What you will do - Lines that contain "hose": how many are there in the listing below? Answer with a number and nothing more.

Input -
=-=-=-=-=
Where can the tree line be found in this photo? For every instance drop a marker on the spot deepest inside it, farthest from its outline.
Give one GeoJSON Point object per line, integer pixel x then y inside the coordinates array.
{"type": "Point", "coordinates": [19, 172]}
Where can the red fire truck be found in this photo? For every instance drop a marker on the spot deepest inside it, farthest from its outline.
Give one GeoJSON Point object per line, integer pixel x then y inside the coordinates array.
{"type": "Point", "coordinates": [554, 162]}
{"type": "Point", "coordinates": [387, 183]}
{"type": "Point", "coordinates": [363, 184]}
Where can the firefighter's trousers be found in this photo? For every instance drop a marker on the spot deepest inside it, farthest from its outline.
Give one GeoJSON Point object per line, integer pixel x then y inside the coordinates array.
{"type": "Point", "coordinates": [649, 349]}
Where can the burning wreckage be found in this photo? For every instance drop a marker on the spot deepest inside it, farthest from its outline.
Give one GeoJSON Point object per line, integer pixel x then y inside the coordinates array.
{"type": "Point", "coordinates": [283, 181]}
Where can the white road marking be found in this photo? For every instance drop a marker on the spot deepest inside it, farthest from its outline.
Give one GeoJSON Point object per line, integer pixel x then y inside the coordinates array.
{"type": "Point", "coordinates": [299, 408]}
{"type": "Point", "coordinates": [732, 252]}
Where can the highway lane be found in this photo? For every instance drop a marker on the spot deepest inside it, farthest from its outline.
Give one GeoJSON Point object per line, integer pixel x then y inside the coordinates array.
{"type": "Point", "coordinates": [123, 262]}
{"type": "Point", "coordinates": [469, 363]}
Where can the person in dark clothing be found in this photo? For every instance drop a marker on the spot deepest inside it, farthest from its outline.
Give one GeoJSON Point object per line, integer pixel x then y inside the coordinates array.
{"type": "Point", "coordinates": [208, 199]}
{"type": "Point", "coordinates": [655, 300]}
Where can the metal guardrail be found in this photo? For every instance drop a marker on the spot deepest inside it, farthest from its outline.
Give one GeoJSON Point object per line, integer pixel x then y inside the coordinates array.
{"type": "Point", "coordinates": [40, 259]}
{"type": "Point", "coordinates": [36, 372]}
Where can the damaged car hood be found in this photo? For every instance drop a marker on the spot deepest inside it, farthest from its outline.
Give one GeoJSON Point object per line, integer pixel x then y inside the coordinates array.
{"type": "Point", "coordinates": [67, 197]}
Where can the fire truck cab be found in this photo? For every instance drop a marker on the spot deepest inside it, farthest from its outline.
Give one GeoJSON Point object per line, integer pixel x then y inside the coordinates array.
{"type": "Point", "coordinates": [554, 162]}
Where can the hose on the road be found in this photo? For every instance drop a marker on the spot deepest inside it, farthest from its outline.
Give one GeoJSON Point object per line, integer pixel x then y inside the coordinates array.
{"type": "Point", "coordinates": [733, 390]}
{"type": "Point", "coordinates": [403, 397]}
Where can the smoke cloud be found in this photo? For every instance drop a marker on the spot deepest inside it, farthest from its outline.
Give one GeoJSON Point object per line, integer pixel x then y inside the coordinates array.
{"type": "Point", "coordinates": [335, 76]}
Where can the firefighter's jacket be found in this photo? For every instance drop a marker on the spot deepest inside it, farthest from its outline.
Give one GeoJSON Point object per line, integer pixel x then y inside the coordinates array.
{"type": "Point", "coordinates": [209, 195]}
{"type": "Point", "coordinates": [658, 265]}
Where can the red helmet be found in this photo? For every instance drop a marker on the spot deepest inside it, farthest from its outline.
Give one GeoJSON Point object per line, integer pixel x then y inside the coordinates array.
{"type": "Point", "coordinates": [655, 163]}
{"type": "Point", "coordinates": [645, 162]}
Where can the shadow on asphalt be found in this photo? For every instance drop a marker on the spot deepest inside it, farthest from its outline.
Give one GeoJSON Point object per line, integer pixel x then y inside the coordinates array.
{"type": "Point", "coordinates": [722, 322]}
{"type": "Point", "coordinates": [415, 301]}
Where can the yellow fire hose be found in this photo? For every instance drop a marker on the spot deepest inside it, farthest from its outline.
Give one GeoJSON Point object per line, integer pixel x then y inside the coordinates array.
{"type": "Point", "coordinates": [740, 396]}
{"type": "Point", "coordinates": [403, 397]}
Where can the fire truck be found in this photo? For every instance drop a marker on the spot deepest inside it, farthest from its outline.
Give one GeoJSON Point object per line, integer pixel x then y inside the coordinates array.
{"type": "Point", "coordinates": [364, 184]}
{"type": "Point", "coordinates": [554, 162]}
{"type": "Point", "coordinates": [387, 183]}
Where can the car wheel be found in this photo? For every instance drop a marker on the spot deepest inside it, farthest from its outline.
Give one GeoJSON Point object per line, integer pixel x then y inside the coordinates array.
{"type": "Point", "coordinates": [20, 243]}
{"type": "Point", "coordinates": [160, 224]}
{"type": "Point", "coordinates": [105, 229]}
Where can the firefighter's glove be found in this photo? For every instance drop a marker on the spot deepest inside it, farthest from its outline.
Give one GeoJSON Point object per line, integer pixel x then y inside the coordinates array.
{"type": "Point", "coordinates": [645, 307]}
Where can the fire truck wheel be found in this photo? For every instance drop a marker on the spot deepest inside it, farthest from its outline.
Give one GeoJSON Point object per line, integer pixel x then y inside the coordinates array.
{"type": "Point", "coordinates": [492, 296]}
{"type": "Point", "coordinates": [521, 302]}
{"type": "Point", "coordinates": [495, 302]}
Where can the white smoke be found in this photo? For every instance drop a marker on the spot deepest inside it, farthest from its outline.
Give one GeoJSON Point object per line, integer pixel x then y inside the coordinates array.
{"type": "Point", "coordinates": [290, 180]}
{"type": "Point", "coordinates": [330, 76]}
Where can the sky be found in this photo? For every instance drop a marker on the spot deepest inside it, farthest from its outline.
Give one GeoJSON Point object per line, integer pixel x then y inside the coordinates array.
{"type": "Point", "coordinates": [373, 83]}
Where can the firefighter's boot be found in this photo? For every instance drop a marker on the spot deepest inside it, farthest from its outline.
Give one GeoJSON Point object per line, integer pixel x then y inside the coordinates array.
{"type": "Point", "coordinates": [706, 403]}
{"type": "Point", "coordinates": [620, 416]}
=-=-=-=-=
Written solution - 2